Exercise instructions >> Please reproduce, exactly and in full, the lines running from the one that contains "Target: young girl" to the end of the entries.

Given records >>
▼▼▼
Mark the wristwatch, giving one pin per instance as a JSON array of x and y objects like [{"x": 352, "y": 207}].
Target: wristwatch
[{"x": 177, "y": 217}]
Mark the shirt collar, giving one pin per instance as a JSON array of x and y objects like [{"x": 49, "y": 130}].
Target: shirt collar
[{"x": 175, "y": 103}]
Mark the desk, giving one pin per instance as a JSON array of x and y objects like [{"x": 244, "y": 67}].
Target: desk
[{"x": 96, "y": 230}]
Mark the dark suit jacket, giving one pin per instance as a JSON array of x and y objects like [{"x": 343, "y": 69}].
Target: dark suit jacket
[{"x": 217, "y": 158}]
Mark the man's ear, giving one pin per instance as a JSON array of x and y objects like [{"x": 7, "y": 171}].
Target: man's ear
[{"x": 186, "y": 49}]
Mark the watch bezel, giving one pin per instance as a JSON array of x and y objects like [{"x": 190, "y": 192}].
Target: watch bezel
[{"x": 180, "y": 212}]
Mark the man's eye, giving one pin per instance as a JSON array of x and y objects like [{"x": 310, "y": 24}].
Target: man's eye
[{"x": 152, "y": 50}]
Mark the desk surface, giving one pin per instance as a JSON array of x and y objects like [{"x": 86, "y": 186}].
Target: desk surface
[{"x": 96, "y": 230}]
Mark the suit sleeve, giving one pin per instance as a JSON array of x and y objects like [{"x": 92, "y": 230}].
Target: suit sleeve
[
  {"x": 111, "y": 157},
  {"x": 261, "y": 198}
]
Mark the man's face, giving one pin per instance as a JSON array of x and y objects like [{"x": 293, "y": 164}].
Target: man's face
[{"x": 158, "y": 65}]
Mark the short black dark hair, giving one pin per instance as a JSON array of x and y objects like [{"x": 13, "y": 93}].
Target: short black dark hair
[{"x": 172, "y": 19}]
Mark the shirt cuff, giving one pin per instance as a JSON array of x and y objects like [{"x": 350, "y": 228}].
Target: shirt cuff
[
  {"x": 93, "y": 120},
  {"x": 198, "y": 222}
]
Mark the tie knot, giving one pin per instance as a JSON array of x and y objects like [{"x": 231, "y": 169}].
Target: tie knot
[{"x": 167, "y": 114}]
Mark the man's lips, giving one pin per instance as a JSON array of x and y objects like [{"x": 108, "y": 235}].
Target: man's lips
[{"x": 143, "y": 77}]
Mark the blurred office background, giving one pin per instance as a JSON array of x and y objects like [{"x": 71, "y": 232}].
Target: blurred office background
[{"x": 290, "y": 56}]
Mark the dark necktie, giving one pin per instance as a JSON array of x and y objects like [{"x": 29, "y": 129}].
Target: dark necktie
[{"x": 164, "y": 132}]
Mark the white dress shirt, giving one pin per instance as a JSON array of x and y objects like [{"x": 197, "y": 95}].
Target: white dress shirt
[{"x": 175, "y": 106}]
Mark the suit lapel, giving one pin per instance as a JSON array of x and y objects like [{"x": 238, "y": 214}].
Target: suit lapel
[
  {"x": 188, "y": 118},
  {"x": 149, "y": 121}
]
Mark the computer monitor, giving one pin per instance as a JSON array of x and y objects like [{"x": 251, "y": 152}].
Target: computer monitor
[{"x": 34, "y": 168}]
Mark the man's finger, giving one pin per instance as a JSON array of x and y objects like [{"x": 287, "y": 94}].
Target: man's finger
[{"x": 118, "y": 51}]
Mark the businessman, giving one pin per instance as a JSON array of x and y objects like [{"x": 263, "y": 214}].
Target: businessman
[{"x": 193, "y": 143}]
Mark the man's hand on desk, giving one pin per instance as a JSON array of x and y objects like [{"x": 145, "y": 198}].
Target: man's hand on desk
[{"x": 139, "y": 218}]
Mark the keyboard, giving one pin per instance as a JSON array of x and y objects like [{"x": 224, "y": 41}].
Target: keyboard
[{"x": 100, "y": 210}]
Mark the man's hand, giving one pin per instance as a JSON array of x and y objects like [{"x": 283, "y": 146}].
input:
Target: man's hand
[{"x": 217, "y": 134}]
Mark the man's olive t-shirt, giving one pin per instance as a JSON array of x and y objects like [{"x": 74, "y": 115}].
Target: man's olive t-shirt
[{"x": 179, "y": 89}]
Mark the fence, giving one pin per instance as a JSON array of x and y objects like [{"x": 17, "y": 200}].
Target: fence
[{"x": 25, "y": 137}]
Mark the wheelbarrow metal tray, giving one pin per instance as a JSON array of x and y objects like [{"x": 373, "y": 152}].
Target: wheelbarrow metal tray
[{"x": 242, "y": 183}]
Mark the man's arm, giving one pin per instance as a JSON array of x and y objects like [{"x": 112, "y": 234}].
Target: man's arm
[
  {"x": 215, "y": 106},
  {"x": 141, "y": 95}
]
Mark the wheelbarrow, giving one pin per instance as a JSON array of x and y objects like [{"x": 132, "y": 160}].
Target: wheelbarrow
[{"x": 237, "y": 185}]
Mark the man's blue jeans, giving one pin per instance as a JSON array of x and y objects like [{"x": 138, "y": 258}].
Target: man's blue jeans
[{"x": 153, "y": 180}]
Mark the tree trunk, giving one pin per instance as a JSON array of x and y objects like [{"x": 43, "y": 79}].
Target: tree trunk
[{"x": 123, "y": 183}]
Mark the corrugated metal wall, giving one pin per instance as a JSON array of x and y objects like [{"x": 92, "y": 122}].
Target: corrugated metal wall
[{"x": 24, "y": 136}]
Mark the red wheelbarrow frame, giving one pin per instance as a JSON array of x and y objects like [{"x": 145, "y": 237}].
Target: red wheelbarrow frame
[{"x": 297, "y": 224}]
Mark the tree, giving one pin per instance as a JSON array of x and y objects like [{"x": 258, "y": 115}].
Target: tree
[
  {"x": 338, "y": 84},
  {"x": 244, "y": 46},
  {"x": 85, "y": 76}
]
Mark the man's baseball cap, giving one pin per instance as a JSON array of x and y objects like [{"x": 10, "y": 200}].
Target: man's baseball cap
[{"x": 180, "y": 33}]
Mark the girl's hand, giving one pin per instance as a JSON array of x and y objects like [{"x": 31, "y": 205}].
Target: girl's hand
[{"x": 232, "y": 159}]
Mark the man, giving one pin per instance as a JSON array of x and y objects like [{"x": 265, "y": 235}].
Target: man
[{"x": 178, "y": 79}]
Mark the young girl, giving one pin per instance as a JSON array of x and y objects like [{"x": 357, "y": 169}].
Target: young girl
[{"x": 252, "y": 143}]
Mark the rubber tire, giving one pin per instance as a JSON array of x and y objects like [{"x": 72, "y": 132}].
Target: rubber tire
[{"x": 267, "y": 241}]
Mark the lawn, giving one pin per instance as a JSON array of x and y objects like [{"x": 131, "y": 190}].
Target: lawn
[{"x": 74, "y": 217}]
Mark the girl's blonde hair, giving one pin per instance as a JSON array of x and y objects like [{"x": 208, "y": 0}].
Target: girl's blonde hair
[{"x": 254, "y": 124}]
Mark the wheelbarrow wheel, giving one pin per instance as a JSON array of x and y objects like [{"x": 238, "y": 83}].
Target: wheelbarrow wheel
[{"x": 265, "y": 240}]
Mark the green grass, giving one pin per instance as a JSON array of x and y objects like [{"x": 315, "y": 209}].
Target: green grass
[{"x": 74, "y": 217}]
▲▲▲
Result of this exercise >>
Target: young girl
[{"x": 252, "y": 143}]
Mark the rubber tire, giving one pin per instance as a JSON array of x and y objects like [{"x": 72, "y": 132}].
Target: rubber tire
[{"x": 267, "y": 241}]
Mark the lawn, giving one pin per instance as a JSON array of x and y objects like [{"x": 131, "y": 190}].
Target: lawn
[{"x": 74, "y": 217}]
Mark the girl's blonde hair, giving one pin per instance as a JSON array of x and y objects like [{"x": 208, "y": 0}].
Target: girl's blonde hair
[{"x": 254, "y": 124}]
Mark the wheelbarrow wheel, giving one pin per instance as a JSON array of x and y objects like [{"x": 238, "y": 83}].
Target: wheelbarrow wheel
[{"x": 265, "y": 240}]
Mark the green grass, giving one pin per instance as a JSON array of x and y objects like [{"x": 315, "y": 209}].
Target: green grass
[{"x": 74, "y": 217}]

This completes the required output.